> TASK GOAL
Turn every row below into a numbered list, skipping any blank lines.

> EXERCISE INPUTS
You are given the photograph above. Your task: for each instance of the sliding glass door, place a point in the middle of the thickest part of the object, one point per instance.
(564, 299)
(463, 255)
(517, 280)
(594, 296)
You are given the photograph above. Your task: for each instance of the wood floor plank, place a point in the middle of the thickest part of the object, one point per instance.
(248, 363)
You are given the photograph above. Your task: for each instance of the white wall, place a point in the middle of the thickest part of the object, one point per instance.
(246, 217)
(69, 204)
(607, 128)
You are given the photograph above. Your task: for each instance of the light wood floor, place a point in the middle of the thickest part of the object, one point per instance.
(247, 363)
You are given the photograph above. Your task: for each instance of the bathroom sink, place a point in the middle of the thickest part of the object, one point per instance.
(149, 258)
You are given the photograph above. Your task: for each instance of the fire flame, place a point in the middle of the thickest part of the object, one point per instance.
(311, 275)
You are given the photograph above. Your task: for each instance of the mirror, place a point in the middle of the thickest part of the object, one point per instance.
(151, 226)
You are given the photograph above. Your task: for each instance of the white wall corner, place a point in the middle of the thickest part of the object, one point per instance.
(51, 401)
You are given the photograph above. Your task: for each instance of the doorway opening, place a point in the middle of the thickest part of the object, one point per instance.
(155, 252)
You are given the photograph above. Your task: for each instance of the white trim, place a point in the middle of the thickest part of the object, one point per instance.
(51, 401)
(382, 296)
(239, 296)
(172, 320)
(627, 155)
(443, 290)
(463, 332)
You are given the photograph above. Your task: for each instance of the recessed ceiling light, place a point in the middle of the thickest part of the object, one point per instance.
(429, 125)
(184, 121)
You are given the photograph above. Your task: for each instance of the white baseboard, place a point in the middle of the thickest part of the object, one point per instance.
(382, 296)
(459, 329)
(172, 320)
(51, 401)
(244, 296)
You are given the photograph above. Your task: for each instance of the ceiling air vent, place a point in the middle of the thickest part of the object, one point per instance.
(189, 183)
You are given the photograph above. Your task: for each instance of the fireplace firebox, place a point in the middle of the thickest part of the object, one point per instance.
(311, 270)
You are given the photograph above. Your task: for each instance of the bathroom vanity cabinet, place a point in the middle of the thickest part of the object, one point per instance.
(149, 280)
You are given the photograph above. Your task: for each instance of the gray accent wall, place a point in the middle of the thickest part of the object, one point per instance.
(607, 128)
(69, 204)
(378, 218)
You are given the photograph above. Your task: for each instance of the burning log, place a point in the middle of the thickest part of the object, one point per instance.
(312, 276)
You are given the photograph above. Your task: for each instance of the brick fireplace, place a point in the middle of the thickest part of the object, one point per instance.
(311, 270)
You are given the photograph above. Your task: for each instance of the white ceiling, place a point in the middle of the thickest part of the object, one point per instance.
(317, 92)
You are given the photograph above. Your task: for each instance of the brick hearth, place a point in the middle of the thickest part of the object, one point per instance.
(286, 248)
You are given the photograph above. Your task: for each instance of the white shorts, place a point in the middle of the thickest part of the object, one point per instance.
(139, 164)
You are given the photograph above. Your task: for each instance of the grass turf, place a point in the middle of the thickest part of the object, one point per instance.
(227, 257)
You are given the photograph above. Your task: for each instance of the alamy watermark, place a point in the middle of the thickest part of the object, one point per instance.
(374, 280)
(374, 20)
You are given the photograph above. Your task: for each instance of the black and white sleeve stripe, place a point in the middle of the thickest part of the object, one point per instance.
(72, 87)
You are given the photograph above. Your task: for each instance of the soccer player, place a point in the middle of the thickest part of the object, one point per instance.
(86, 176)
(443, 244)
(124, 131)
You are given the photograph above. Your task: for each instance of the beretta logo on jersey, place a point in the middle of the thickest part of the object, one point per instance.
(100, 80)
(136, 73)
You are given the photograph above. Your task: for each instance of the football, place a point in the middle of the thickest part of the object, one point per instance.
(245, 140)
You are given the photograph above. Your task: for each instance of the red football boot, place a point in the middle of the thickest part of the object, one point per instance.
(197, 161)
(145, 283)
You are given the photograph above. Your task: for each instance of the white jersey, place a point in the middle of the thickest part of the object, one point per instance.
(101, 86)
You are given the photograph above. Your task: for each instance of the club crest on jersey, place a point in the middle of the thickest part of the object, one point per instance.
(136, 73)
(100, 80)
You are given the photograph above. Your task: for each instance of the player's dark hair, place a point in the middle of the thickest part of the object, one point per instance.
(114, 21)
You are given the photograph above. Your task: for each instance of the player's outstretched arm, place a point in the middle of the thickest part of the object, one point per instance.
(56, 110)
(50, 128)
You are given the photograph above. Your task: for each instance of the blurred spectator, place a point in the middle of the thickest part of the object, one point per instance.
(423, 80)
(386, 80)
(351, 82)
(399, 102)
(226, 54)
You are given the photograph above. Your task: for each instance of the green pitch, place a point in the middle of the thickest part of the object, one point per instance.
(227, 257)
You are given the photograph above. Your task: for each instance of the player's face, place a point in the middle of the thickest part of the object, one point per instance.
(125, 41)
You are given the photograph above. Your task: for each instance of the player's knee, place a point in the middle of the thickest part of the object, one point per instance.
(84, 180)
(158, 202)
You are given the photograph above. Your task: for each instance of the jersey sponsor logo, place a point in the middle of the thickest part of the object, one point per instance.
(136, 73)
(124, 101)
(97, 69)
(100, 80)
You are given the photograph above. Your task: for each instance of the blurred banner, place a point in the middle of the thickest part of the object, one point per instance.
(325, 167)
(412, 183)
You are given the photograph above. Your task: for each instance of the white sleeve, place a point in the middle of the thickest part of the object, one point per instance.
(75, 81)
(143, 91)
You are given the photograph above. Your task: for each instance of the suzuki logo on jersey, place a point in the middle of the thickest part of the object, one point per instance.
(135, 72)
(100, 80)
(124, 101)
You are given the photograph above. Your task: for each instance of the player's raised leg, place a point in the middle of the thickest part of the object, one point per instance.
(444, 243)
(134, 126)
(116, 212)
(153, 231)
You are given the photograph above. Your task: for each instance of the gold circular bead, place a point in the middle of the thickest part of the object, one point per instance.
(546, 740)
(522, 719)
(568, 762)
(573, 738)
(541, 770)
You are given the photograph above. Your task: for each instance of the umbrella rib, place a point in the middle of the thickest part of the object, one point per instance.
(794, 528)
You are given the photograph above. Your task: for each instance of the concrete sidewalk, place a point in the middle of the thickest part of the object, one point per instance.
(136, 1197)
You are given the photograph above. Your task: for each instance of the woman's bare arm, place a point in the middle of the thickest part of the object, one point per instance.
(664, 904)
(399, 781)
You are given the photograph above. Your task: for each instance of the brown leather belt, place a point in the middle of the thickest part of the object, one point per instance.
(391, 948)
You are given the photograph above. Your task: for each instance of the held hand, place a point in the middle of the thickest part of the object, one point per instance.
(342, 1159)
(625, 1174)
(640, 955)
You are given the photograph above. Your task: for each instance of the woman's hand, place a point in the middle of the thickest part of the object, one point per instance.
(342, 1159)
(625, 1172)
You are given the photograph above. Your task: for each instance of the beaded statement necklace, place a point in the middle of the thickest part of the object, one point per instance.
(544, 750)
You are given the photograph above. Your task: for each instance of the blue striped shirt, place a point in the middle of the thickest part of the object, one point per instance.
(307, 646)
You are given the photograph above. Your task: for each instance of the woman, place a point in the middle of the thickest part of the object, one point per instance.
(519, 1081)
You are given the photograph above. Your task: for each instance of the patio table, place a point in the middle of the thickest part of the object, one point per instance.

> ANSWER FOR THIS EXERCISE
1. You are given the photograph above. Your task: for each instance of the sliding glass door, place a point in the middle of the thickest part of the object, one point per instance.
2. (564, 299)
3. (463, 255)
4. (517, 280)
5. (594, 296)
6. You are given the photograph above. Your task: for each instance of the wood floor plank, place a point in the middle of the thickest part of the object, one point per instance.
7. (248, 363)
8. You are given the photograph above. Your task: for each instance of the white wall, place a point in the middle of the thickest part of the object, one point per instance.
9. (246, 217)
10. (69, 204)
11. (607, 128)
12. You are given the photograph above. Your task: for each instance of the light wood floor, place a point in the middle of the thickest part of the object, one point per instance.
13. (247, 363)
14. You are given the photograph above. Your task: for each instance of the bathroom sink, place a point in the middle of the thickest part of the object, one point per instance.
15. (149, 258)
16. You are given the photograph above. Your task: for each instance of the fire flame, place a point in the middle of the thickest part of the object, one point per instance.
17. (311, 275)
18. You are given the photograph above. Your task: for each instance of the mirror, place a point in the middle of the thickest part of the object, one point per instance.
19. (151, 226)
20. You are given the photograph above. Your task: for each instance of the white wall corner, place a point in the middle of the thickest part of the object, one point per instance.
21. (51, 401)
22. You are given the photograph above. Your task: for each instance of the doorway opening, place a point in the middle of the thickest part of the object, one point per instance.
23. (155, 252)
24. You are given the photograph above. Your task: for each instance of the white trim, place a point in the middle of the thickest part of the object, one point per instance.
25. (51, 401)
26. (382, 296)
27. (239, 296)
28. (172, 320)
29. (627, 155)
30. (443, 290)
31. (463, 332)
32. You are given the photograph above. Your task: for each instance of the recessed ceiling light, place a point in the middle of the thickest part of the object, one point per instance.
33. (429, 125)
34. (184, 121)
35. You are given the photograph above. Your task: for each instance of the white baseboard, place a point in the middle of the thickest part of the object, one point per instance.
36. (382, 296)
37. (459, 329)
38. (172, 320)
39. (51, 401)
40. (244, 296)
41. You are given the photograph above. Your task: for each instance of the ceiling air vent, place a point in the middle of the thickest part of the object, one point per instance.
42. (189, 183)
43. You are given the photograph above. Your task: for each instance of the fireplace firebox, place a point in the middle of the thickest part of the object, one point per instance.
44. (311, 270)
45. You are given the photograph above. Your task: for each instance of the bathroom vanity cabinet, place a point in the middle of the thickest part of the object, one point per instance.
46. (149, 280)
47. You are given the photograph above. Your task: for each instance of the gray accent wall, place a point in the middle of the thickest part of the object, one point per instance.
48. (607, 128)
49. (69, 204)
50. (378, 218)
51. You are given the photograph above. Your task: for each instance of the burning log, place a point in the middle of the thickest part of the object, one point per instance.
52. (312, 276)
53. You are given the photograph above. Your task: for each instance of the brick fireplace, place a point in the middle of the thickest part of the object, one point per instance.
54. (311, 270)
55. You are given the photograph above. Your task: for each instance of the white ceiling, place a point in the middle of the thickest part of the object, one point per instance.
56. (317, 92)
57. You are given the photograph above. Your task: for each instance of the brick hearth, place a point in the middle of the thickest part of the object, one point per instance.
58. (286, 248)
59. You are given the photograph above. Your task: for each instance of the white shorts, place a point in the middle of the thickest part of the object, one point per instance.
60. (139, 164)
61. You are given the photograph above. Your task: for each instance of the grass turf, place a point in the middle of the thickest part of the object, one point per instance.
62. (227, 257)
63. You are given the photograph above. Your task: for each instance of the alamy watermark, place a point in the middle of the thickest part of the object, one point per instance.
64. (374, 280)
65. (374, 20)
66. You are given the photograph above. Your task: for each instance of the black and white sleeve stripe, place a point in the middle of the thickest part of the object, one point per instance.
67. (72, 87)
68. You are given the photograph above. Your task: for each instance of the soccer player, place a point in the middle of the thickest part of the object, one point per instance.
69. (86, 176)
70. (443, 244)
71. (124, 131)
72. You are given the photograph above. Your task: for each instance of the beretta logo on jersey, place a point in the middle of the thickest part of the object, one point per instance.
73. (100, 80)
74. (136, 73)
75. You are given the photograph above. Your task: for each instance of the football, place a point in the middle of the thickest part of the object, one point per instance.
76. (245, 140)
77. You are given the photograph above. Your task: for each instance of the red football boot, place a point in the middle of the thickest part of the object, one point per instance.
78. (197, 161)
79. (145, 283)
80. You are given the photograph above. Your task: for each instance of the white jersey, place a point in the middle of the thickest part of the object, one point per instance.
81. (101, 86)
82. You are given the photograph above. Your task: for each instance of the club crest on jersey, place a point in the middle of the thickest part of the object, one point per instance.
83. (136, 73)
84. (100, 80)
85. You are given the photograph above. Your task: for each instance of the player's dark hair, place a point in the middle of the thickest part of the object, one point per instance.
86. (114, 21)
87. You are given the photograph above. Your task: for each instance of the player's outstretched arm, place a point in the middle of the thickest part of the object, one point per instance.
88. (56, 110)
89. (50, 128)
90. You are given the photograph above. Your task: for each instance of the blurred spectator, place a point in the middle of the thickest part of the object, one point per instance.
91. (423, 80)
92. (386, 80)
93. (351, 82)
94. (399, 102)
95. (226, 54)
96. You are given the photograph above. Your task: for each instance of the green pitch, place a point in the middle of the thickest part of the object, one point per instance.
97. (227, 257)
98. You are given the photograph above. Your task: for each instance of the player's face, place a point in the middle of the thickest part of the object, one point per instance.
99. (125, 41)
100. You are given the photograph above. Your task: for each instance of the player's knee, place a point in the middle of the thickest part of the object, one point per instance.
101. (84, 180)
102. (158, 202)
103. You are given the photograph above. Your task: for each instance of the jersey sponsor logo, place a point in the middle of the thickest part of the object, one point per instance.
104. (136, 73)
105. (124, 101)
106. (97, 69)
107. (100, 80)
108. You are given the photograph above. Your task: for each instance of the blurred banner, place a point in the middle of the thickest part of the object, one point per instance.
109. (325, 167)
110. (412, 183)
111. You are given the photograph above. Your task: for each instance of the white sleeve, place a point in the middle of the thickest part of the object, one point per instance.
112. (75, 81)
113. (143, 91)
114. You are given the photograph above. Your task: for each instance of the suzuki logo on jersey, place a point in the middle of the thickest part of the object, one point per instance.
115. (135, 72)
116. (100, 80)
117. (124, 101)
118. You are given the photograph above. Your task: for each instance of the player's raised leg, place a point in the middle of the thickest part of the object, one point per instance.
119. (444, 243)
120. (134, 126)
121. (116, 212)
122. (153, 231)
123. You are given the photograph above. Your task: for each instance of the gold circular bead, place a point in the middle of the thickest part of the object, one point per instance.
124. (546, 740)
125. (522, 719)
126. (568, 762)
127. (573, 738)
128. (541, 770)
129. You are given the photograph above. Your task: for each instance of the umbrella rib, place a point in the middle of the thickest part of the object, one point per instance.
130. (794, 528)
131. You are given the photograph above. Your task: for each instance of the concrete sidewalk, place a point in the middle of the thickest part of the object, one point per instance.
132. (136, 1197)
133. You are given the photograph above. Your task: for each instance of the woman's bare arm, place a point in the middle of the thickest part of the object, one point per instance.
134. (664, 904)
135. (399, 781)
136. You are given the photograph above. Your task: for each instance of the brown leather belt, place a point in the middle of the thickest part of the object, one point per instance.
137. (391, 948)
138. You are given the photograph above. Your task: for each instance of the held hand, place a point in the middle of the thickest part of the object, one point per instance.
139. (342, 1159)
140. (625, 1174)
141. (640, 955)
142. You are given the photograph above. Your task: for each instance of the woman's hand, place a point in the middle of the thickest part of the object, one point per instance.
143. (342, 1159)
144. (625, 1172)
145. You are given the photograph above. Your task: for each instance of the beaded statement necklace, place a point in the middle of the thickest part of the object, one point per instance.
146. (544, 750)
147. You are given the photograph above. Your task: for each instance of the blue striped shirt, place a point in the middle of the thickest part of the object, one point per instance.
148. (307, 646)
149. You are given the photograph above. Your task: for each instance of the woman, place a point in the middle of the thickest part of the object, one point per instance.
150. (519, 1081)
151. You are given the photograph above. Your task: for each instance of the patio table, place a point in the middle of the thickest part of the object, one point per instance.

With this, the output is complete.